Wybrany fragment:
Jedyną przyczyną, którą mogłaby uzasadnić zwolnienie z pracy, w związku z mającym miejsce romansem jest ciężkie naruszenie przez pracownika podstawowych obowiązków pracowniczych. Do relewantnych obowiązków pracownika należą m.in. przestrzeganie w zakładzie pracy zasad współżycia społecznego, porządku pracy oraz zasad bhp, dbanie o dobro zakładu pracy, a także zachowywanie w tajemnicy informacji, których ujawnienie mogłoby narazić pracodawcę na szkodę. Przykładowo uprawianie seksu w miejscu pracy może, zależnie od miejsca stosunku zostać uznane za naruszenie zasad bhp.

Oczywiście kuszące mogłoby wydawać się umieszczenie zakazu zawierania intymnych relacji ze współpracownikami w regulaminie pracy. Brak jednak podstaw, aby wprowadzić do niego tego rodzaju zapisy. Co więcej romanse należą do sfery prywatnej pracowników, a ta pozostaje pod ochroną prawa. Zapis zabraniający nawiązywania bliższych relacji między pracownikami byłby niezwykle trudny do obronienia na drodze sądowej.

Szczególną ostrożnością powinni wykazać się przełożeni wchodzący w romantyczne relacje ze swoimi podwładnymi. Zgodnie z orzeczeniem Sądu Najwyższego „istnienie w zakładzie pracy bliskich relacji między przełożonymi a niektórymi pracownicami utrudnia sprawne zarządzanie i zachowanie obiektywnej oceny przez przełożonych, co wymaga szczególnego nadzoru kierownictwa pracodawcy w aspekcie przeciwdziałania ewentualnej dyskryminacji lub mobbingu*.”Zgodnie z Kodeksem pracy to do obowiązków pracodawcy należy przeciwdziałanie wszelkiej dyskryminacji w zatrudnieniu, a w przypadku naruszenia tego obowiązku pracownik może rozwiązać umowę o pracę bez wypowiedzenia.

Treść poleceń:
- 1) Jak dokładnie brzmi fragment tekstu o romansach w pracy między słowami „Oczywiście kuszące mogłoby” a „na drodze sądowej.”, łącznie z nimi? Przytocz go bez żadnych zmian.
- 2) Jak mógłby brzmieć dalszy ciąg tekstu o romansach w pracy? Dopisz go, zaczynając od miejsca po ostatnim zdaniu.

Dostarczone dane:
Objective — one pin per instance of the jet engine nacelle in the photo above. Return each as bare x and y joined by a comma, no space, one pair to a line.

Odpowiedzi pisemne:
- 1)
Oczywiście kuszące mogłoby wydawać się umieszczenie zakazu zawierania intymnych relacji ze współpracownikami w regulaminie pracy. Brak jednak podstaw, aby wprowadzić do niego tego rodzaju zapisy. Co więcej romanse należą do sfery prywatnej pracowników, a ta pozostaje pod ochroną prawa. Zapis zabraniający nawiązywania bliższych relacji między pracownikami byłby niezwykle trudny do obronienia na drodze sądowej.

- 2)
Zasadniczo nie jest więc możliwe zwolnienie romansującego pracownika o ile jego związek z innym pracownikiem nie wpływa negatywnie na sposób wykonywania przez niego pracy. Jednakże, poza rozwiązaniem stosunku pracy pracodawca ma prawo zastosować również kary upomnienia, nagany oraz karę pieniężną. Upomnienie lub nagana mogą zostać zastosowane za nieprzestrzeganie przez pracownika ustalonej organizacji i porządku w procesie pracy, przepisów bezpieczeństwa i higieny pracy, przepisów przeciwpożarowych, a także przyjętego sposobu potwierdzania przybycia i obecności w pracy oraz usprawiedliwiania nieobecności. Natomiast kara pieniężna stosowana jest za nieprzestrzeganie przez pracownika przepisów bezpieczeństwa i higieny pracy lub przepisów przeciwpożarowych, opuszczenie pracy bez usprawiedliwienia, stawienie się do pracy w stanie nietrzeźwości lub spożywanie alkoholu w czasie pracy. W przypadku romansu między pracownikami najistotniejsze będą kary upomnienia oraz nagany. Należy jednak pamiętać, że karany nie może być sam fakt nawiązania bliskiego związku ze współpracownikiem, a jedynie zachowanie naruszające porządek i organizację pracy np. zaniedbywanie obowiązków służbowych.

Gdy romans umiera zaczynają się kłopoty

Może okazać się, że trudne zerwanie lub odrzucenie prób zbliżenia ze strony współpracownika będą mieć negatywny wpływ na Twoje środowisko pracy. Gdy w grę wchodzą emocje oraz urażona duma zasady poprawnej organizacji pracy łatwo popadają w zapomnienie. Dlatego pamiętaj, że zgodnie z Kodeksem pracy masz prawo do obrony przed mobbingiem.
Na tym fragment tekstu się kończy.